[Collected data]
--------------------------------

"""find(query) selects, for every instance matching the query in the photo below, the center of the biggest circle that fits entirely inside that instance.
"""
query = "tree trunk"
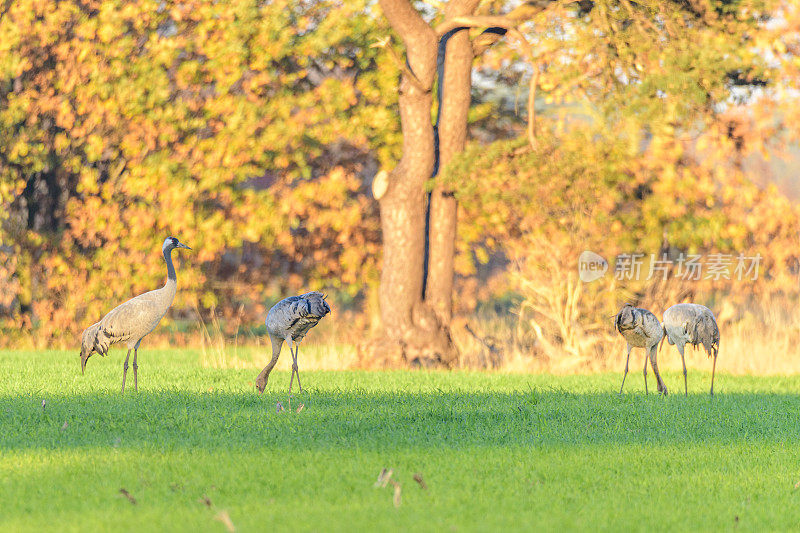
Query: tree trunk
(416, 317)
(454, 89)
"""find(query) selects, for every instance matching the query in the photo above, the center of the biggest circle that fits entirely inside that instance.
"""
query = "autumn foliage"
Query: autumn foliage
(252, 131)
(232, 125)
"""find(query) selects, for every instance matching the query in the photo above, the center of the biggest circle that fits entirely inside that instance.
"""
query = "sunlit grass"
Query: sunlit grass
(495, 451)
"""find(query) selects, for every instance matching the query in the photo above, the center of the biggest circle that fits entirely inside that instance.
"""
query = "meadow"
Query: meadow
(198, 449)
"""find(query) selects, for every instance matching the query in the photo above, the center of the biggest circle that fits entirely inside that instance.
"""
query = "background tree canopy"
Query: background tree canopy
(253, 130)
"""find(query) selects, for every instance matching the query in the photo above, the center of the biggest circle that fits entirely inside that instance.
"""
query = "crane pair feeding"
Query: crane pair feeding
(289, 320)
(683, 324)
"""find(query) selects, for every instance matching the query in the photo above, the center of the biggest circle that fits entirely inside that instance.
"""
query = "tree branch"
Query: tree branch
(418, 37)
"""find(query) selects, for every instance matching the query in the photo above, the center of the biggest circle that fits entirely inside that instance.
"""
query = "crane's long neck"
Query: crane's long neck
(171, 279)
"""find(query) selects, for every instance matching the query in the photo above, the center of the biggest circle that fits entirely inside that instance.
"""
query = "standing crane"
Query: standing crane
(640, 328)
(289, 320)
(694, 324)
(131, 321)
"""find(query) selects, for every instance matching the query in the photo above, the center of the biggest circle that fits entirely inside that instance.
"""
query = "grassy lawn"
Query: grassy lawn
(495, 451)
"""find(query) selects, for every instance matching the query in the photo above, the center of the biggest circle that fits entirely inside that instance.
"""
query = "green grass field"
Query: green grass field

--------------------------------

_What you need to do_
Would you please filter the lines above and copy every one that includes "green"?

_Written response_
query = "green grass field"
Query: green grass field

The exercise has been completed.